§ **Task brief**:
Say how many lines in the records hold "paved". Nothing but the number should be given.

=== Entries shown ===

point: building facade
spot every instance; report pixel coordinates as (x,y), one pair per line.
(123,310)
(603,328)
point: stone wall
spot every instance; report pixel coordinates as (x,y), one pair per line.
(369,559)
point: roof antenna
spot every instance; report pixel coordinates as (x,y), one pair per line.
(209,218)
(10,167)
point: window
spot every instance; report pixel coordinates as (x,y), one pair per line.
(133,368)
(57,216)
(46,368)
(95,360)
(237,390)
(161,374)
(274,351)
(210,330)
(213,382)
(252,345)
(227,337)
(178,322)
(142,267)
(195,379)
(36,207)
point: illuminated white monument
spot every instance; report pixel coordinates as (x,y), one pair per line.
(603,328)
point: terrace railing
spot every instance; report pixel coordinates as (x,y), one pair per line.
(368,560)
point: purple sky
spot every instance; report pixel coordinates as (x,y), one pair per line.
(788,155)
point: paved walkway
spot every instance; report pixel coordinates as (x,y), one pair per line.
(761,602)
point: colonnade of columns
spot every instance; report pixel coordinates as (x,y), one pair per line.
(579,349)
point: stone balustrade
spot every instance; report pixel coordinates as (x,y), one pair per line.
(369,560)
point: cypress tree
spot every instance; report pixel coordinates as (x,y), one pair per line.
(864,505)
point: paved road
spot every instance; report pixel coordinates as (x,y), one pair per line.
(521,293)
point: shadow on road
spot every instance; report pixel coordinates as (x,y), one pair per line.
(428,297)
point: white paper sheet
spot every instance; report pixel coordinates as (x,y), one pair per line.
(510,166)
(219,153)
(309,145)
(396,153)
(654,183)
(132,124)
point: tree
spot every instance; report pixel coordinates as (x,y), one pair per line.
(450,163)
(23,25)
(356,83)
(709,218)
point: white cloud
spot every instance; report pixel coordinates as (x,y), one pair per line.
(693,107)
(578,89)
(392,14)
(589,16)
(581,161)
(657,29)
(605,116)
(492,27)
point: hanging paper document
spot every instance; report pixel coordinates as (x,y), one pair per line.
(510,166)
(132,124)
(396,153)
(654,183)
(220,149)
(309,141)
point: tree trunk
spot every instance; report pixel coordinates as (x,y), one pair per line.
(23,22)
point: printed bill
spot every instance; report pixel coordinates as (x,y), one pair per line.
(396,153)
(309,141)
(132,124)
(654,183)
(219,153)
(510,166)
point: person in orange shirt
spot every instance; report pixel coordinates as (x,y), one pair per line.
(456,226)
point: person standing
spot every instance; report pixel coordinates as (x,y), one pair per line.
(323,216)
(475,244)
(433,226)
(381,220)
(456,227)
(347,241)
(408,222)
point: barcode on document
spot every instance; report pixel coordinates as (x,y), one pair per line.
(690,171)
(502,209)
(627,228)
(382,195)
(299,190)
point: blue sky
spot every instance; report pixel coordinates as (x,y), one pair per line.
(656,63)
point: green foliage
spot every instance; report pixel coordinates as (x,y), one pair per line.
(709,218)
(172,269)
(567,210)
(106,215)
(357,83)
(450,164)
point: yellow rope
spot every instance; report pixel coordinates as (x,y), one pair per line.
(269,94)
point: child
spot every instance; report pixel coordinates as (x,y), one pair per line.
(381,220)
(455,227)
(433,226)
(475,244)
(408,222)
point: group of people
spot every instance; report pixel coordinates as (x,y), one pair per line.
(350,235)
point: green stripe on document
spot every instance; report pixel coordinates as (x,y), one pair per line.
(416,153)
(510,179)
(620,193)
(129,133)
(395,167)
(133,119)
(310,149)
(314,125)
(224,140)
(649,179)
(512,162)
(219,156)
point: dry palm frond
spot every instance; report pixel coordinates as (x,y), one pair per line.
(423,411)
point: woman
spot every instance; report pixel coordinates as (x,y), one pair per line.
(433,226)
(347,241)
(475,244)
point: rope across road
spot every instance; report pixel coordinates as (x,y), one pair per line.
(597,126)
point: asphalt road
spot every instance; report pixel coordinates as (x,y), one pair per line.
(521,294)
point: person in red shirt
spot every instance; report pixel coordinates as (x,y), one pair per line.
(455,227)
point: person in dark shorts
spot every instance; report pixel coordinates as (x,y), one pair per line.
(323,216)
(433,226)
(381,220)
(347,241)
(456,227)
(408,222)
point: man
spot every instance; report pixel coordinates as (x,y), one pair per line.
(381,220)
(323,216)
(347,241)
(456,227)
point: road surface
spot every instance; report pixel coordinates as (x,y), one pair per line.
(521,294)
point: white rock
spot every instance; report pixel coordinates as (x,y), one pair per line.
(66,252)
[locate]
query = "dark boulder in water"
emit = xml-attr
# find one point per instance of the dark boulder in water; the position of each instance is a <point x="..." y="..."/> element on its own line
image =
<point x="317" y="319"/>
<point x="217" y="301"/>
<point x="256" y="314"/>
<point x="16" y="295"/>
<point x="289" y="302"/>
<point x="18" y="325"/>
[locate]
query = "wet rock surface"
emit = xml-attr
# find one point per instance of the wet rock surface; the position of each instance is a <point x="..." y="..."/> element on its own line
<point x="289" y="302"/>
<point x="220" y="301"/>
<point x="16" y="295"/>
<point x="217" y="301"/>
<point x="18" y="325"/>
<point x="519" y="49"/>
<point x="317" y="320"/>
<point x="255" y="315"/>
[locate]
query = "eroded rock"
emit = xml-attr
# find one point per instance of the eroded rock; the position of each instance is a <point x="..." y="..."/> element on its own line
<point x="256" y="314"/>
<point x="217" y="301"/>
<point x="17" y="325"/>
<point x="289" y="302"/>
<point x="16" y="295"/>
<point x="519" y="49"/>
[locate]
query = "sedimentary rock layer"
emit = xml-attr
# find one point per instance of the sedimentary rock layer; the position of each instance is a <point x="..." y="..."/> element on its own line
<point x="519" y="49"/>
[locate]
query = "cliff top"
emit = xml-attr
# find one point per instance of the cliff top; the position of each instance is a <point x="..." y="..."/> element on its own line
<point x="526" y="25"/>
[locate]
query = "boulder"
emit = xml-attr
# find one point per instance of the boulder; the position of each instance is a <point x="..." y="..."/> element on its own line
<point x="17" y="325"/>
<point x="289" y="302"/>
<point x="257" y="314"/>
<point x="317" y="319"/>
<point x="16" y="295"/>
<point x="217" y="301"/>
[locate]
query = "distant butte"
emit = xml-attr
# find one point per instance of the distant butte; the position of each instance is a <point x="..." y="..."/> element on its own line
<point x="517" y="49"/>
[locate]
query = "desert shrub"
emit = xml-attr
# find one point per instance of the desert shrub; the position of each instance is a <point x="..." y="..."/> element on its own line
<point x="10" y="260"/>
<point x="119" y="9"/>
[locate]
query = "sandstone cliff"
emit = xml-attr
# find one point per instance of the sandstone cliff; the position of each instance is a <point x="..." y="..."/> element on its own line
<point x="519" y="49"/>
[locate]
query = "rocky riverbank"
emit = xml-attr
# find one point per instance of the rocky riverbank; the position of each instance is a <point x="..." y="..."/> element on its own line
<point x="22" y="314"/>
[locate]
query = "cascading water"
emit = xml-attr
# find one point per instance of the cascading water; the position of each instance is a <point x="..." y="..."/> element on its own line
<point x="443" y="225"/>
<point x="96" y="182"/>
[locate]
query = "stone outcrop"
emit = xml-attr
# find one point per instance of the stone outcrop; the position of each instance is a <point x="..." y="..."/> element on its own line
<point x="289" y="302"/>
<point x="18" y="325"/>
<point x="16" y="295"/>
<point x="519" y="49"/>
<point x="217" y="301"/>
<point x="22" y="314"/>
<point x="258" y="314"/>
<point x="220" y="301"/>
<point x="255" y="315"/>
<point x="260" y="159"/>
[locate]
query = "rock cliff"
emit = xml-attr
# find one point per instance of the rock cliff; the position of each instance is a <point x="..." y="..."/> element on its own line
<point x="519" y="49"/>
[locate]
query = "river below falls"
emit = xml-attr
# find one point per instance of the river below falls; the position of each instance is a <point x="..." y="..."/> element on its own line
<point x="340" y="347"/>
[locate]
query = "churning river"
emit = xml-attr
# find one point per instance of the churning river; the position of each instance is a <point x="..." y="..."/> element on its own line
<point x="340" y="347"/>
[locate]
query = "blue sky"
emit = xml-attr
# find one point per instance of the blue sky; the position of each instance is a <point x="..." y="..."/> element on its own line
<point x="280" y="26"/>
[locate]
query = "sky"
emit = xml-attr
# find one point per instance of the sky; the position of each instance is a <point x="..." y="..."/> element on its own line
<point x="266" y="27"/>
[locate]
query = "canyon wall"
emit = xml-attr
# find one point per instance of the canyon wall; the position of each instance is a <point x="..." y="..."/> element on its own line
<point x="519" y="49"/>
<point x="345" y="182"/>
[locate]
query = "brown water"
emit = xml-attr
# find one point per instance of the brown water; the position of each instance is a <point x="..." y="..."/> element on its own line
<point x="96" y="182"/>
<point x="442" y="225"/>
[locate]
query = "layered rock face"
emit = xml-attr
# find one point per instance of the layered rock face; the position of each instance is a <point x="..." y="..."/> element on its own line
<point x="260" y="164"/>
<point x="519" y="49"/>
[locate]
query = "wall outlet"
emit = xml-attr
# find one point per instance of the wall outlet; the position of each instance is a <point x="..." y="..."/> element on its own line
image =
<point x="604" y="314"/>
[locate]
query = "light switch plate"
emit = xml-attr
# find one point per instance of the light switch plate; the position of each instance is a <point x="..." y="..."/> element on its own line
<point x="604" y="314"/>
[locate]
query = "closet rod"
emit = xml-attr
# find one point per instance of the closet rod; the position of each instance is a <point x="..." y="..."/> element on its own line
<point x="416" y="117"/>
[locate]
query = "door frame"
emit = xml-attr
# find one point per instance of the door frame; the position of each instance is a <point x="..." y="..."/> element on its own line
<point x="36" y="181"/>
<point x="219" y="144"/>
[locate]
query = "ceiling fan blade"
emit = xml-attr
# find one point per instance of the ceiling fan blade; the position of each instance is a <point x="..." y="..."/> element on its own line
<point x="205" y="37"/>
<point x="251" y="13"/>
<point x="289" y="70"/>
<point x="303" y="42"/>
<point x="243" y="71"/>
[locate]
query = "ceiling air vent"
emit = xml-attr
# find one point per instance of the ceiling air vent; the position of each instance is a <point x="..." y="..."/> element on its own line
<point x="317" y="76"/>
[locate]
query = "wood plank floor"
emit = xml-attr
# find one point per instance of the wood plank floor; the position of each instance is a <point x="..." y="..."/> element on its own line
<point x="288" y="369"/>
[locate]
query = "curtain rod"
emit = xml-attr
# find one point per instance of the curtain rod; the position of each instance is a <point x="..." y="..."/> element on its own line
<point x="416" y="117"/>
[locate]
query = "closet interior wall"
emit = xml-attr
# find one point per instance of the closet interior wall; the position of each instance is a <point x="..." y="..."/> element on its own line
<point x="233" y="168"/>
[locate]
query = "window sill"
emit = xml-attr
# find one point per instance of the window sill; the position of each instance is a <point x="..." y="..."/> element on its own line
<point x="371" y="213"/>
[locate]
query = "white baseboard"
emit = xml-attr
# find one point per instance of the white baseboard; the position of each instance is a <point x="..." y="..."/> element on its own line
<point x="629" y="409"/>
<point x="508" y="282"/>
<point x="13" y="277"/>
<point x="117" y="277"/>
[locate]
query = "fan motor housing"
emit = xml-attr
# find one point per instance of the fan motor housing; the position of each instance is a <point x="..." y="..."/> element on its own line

===

§ **Problem solution**:
2